* ACTIVITY: Copy all entries exactly, and wherever an entry holds a picture, leave that picture out.

* DATA FOR THIS EXERCISE:
----

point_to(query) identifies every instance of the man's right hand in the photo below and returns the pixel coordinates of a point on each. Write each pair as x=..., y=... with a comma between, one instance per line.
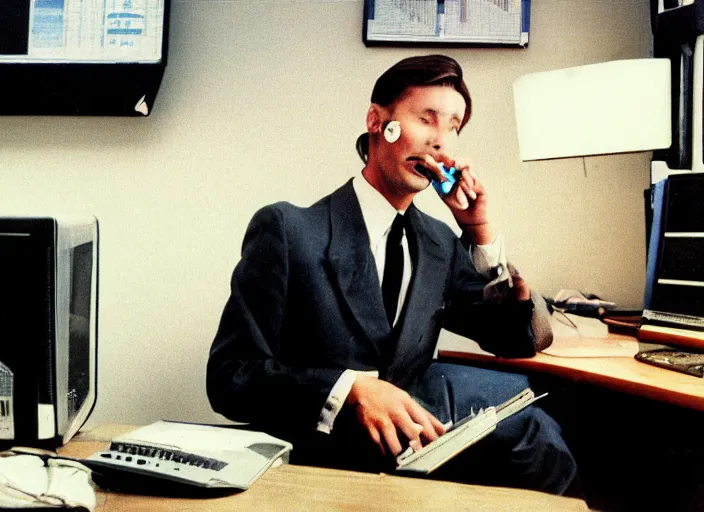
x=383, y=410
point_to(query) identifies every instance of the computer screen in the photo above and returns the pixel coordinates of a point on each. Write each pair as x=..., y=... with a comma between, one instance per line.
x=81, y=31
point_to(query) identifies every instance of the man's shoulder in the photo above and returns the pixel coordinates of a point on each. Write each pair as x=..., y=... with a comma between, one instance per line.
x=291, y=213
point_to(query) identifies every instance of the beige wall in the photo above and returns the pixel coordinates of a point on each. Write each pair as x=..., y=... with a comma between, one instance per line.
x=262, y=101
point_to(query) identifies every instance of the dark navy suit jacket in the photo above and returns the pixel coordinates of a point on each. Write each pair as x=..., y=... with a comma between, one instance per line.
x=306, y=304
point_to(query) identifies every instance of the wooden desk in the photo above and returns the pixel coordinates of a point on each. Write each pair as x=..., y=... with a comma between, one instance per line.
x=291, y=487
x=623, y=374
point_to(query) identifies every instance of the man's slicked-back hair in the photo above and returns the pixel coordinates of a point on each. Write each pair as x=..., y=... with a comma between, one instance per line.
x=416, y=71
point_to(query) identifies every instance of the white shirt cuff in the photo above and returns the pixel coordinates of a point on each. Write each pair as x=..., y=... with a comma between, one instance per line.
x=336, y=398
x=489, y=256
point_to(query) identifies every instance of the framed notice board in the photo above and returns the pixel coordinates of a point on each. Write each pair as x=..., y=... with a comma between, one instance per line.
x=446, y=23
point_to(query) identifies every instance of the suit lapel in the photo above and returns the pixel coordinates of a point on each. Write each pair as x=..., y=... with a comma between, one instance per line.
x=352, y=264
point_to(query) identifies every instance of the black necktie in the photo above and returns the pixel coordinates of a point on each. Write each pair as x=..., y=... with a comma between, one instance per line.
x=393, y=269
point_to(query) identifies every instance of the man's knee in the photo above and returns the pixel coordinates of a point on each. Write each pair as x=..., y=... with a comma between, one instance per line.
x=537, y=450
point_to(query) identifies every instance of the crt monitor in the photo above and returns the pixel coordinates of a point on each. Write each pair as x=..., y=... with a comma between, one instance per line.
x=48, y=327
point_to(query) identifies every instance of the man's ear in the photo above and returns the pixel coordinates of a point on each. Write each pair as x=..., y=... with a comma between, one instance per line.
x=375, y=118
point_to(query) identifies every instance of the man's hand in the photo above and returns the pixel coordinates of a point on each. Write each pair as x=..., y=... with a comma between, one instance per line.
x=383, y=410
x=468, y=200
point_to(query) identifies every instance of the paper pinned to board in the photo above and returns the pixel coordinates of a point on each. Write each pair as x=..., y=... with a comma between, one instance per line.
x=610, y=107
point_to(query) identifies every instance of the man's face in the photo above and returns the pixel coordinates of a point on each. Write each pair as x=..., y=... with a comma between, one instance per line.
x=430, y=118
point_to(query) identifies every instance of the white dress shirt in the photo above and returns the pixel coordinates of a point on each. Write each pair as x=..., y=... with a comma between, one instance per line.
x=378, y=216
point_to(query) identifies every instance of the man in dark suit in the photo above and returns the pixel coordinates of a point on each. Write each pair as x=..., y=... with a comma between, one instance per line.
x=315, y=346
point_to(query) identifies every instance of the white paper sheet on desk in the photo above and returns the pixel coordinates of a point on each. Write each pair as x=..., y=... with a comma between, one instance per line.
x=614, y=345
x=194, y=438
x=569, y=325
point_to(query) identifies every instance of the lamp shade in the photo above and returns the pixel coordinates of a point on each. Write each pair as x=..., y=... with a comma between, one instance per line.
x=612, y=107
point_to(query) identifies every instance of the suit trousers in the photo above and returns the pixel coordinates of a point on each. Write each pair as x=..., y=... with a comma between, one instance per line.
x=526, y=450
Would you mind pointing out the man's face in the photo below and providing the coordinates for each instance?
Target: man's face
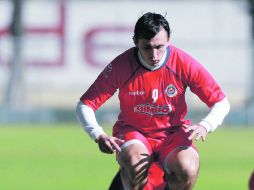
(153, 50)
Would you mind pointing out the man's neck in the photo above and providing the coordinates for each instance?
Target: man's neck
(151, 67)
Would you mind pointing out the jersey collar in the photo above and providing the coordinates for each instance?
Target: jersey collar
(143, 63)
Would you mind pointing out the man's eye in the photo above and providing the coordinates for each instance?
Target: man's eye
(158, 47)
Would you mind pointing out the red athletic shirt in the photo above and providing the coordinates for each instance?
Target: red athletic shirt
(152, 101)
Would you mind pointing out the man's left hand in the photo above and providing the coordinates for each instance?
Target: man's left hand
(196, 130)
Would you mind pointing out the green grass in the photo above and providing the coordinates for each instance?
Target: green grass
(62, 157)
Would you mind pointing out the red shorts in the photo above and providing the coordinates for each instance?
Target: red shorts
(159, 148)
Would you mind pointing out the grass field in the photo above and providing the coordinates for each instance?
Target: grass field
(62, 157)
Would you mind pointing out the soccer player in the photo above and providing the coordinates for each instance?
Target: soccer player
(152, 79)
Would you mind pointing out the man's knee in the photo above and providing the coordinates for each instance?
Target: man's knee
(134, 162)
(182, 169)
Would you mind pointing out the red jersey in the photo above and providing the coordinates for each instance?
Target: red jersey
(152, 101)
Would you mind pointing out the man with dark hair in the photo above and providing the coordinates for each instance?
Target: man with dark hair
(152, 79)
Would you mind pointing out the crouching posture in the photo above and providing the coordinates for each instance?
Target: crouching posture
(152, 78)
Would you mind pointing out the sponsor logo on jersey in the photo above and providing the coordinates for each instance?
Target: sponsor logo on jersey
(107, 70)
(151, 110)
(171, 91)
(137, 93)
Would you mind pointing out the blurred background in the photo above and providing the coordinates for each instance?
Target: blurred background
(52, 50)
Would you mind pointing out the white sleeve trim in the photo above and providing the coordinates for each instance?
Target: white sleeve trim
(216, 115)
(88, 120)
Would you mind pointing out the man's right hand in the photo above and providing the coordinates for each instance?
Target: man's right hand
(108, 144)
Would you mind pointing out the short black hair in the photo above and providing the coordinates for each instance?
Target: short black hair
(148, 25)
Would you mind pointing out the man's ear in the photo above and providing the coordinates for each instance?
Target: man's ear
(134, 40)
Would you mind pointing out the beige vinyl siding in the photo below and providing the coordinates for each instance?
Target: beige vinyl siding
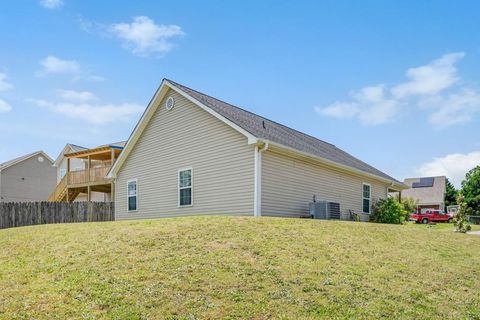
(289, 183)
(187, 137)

----

* OUTPUT FOR THIS TASK:
point_to(query) identifies every instance of the man's right hand in the photo below and returns the pixel coordinates of a point on each. Write each pair as x=..., y=... with a comma between, one instance per line.
x=383, y=410
point_to(query) identifies every instance of the computer screen in the photo above and returns the pixel coordinates of a point on each. Write each pair as x=..., y=... with a comma between, one instance per line.
x=81, y=31
point_to(query) identifies every instance of the man's shoulder in the photo above and returns the pixel coordinates of a point on each. Write each pair as x=..., y=... with a comma between, one instance per line.
x=291, y=213
point_to(query) identifies every instance of the beige wall in the photo above and returns the pixel coordinates of a point on each. Write each pair as x=..., y=... with a comma between, one instance per line.
x=262, y=101
point_to(query) identifies every instance of the dark navy suit jacket in the photo above and returns the pixel coordinates of a point on each. Write each pair as x=..., y=... with a comma between, one instance per line.
x=306, y=304
point_to(query) identifies every instance of the wooden desk in the photo above and returns the pixel coordinates of a point on each. Write each pair as x=..., y=... with a comma between, one instance per line.
x=291, y=487
x=623, y=374
point_to(query) identifies every instance of the man's slicked-back hair in the photo above and returns the pixel coordinates of a point on each. Write each pair as x=..., y=... with a comma between, one instance per line.
x=416, y=71
point_to(query) identifies every instance of the white shirt cuff in the photo above and returns the pixel coordinates of a point on each. Write each pair as x=..., y=... with a comma between, one instance per line.
x=336, y=398
x=489, y=256
point_to(query) identifies every instance of the framed notice board in the photo above and returns the pixel coordinates of a point on each. Write each pair as x=..., y=... with a comma between, one instance per line.
x=446, y=23
point_to(query) identifies every instance of the suit lapel in the photo above and returns the pixel coordinates of a point on each. Write each pair as x=..., y=... with a comma between, one instance per line.
x=352, y=264
point_to(query) identifies every instance of the black necktie in the photo above and returns the pixel coordinates of a point on each. Write each pair as x=..., y=... with a comma between, one instance per line.
x=393, y=269
point_to(query) identifies every instance of the man's knee in the photo above and returns the pixel coordinates of a point on each. Write each pair as x=..., y=... with a comma between, one instance per line.
x=537, y=450
point_to(query) identifies every instance of the crt monitor in the photo above and returns the pixel coordinates of a point on each. Write each pair as x=..., y=... with a comma between, one instance per line.
x=48, y=327
point_to(query) identifies every instance of the man's ear in the photo above and returns the pixel coordinates of a point on each. Write each pair as x=..., y=... with a comma between, one instance per line.
x=375, y=118
point_to(query) identifies every instance of the man's hand in the photo above and returns the pixel coordinates of a point on each. Write each pair as x=..., y=... with a comma between, one instance per line.
x=383, y=410
x=468, y=200
point_to(query) identifies every instance of the paper pinned to board in the photo above and returns the pixel coordinates of a point on each. Write each pair as x=..., y=... with a comma between, one instance per line.
x=610, y=107
point_to(query) identifies every instance of the man's face in the photo above and returns the pixel coordinates of a point on each. Write each pair as x=..., y=... with a comma between, one instance per line.
x=430, y=118
point_to(query) identifies every instance of the white dress shirt in the photo above and returns the pixel coordinates of a point on each. Write each pair as x=..., y=... with a comma between, one instance per line.
x=378, y=216
point_to(query) identifies every instance of the man in dark suit in the photo above and returns the pixel coordinates of a point on each. Write each pair as x=..., y=... with a comma between, one instance per line.
x=315, y=346
point_to(query) identifies every instance of the white paper sheet on desk in the photo above and returns the pixel coordinates of a point on each. Write each pair as x=..., y=... with a comma between, one instance per line.
x=614, y=345
x=194, y=438
x=569, y=325
point_to(query) identifies every instance of the lamp shade in the photo above and returns the pixel coordinates of a point on each. Write each pair as x=..., y=... with a comma between, one instance per line.
x=612, y=107
point_to(query) identifies every instance of the suit trousers in the photo above and returns the pixel coordinates of a point on each. Write each pair as x=..., y=... with a comma between, one instance per line.
x=526, y=450
Would you mind pointing out the man's face in the photo below and providing the coordinates for each instance?
Target: man's face
(153, 50)
Would you mind pointing out the man's neck in the photo above and providing the coordinates for each instance?
Target: man's neck
(151, 67)
Would you mind pointing out the jersey collar in the photo above and providing the coordinates for each instance?
Target: jersey collar
(143, 63)
Would you mind pointing out the man's eye in the photo above and providing the coordinates for each instance?
Target: man's eye
(158, 47)
Would you mind pointing out the red athletic shirt in the photo above and providing the coordinates for each instance?
Target: red athletic shirt
(152, 101)
Would you mind pointing out the man's left hand in the photo above and providing the coordinates for each instance?
Target: man's left hand
(196, 130)
Would you mind pointing out the green grass in the photo above and providing the coordinates for each instance?
Target: green grass
(62, 157)
Would you mind pointing out the red shorts in the photo above and providing the coordinates for each instance?
Target: red shorts
(159, 148)
Would you mind pointing out the grass field in the photo above and providing the coordinates for each instance?
Target: grass field
(62, 157)
Would you mind pointing out the soccer player in the photo above and providing the coordinates for each instance?
Target: soccer player
(152, 79)
Would you mind pointing out the man's knee in the photo above and providing the coordinates for each instance?
Target: man's knee
(134, 162)
(182, 169)
Would you mind pointing out the red jersey in the photo above and providing the coordinates for each instance?
Target: red jersey
(152, 101)
Would you mind pointing out the man with dark hair in the photo above and providing the coordinates for each instance?
Target: man with dark hair
(152, 79)
Would you mind pointing out the crouching posture in the photo above and providing the coordinates for each instance?
Target: crouching posture
(152, 78)
Would you mind pointing out the sponsor logo on jersey in the photo above and providing the coordinates for each instance?
Target: sponsor logo on jersey
(107, 70)
(151, 110)
(171, 91)
(137, 93)
Would you mind pointing out the blurred background in the photo above and providing the coordinates for each instance?
Target: blurred background
(52, 50)
Would you mind pointing out the white sleeve trim in the photo above and providing the coordinates for each instance?
Target: white sleeve trim
(216, 115)
(88, 120)
Would you mind pointing out the man's right hand in the photo above and providing the coordinates for each instance?
Target: man's right hand
(108, 144)
Would you mind pointing out the short black hair in the photo above and providing the coordinates for each instance?
Target: short black hair
(148, 25)
Would you mind pointing out the man's ear in the photo above and providing the coordinates for each instance?
Target: man's ear
(134, 40)
Would you mind pointing out the beige vinyl siding in the photo below and providing the coordinates for each instance?
Target: beige vinyl siding
(289, 183)
(187, 137)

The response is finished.